LISTED ENTRIES:
==================================================

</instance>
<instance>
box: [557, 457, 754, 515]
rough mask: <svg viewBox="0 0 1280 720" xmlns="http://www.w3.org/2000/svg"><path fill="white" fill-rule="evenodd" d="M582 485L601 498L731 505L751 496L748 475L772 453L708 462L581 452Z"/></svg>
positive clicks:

==================================================

Copy out every line of the data above, changing nothing.

</instance>
<instance>
box: [557, 457, 754, 515]
rough mask: <svg viewBox="0 0 1280 720" xmlns="http://www.w3.org/2000/svg"><path fill="white" fill-rule="evenodd" d="M582 485L601 498L731 505L751 496L748 475L772 453L708 462L581 452Z"/></svg>
positive clicks:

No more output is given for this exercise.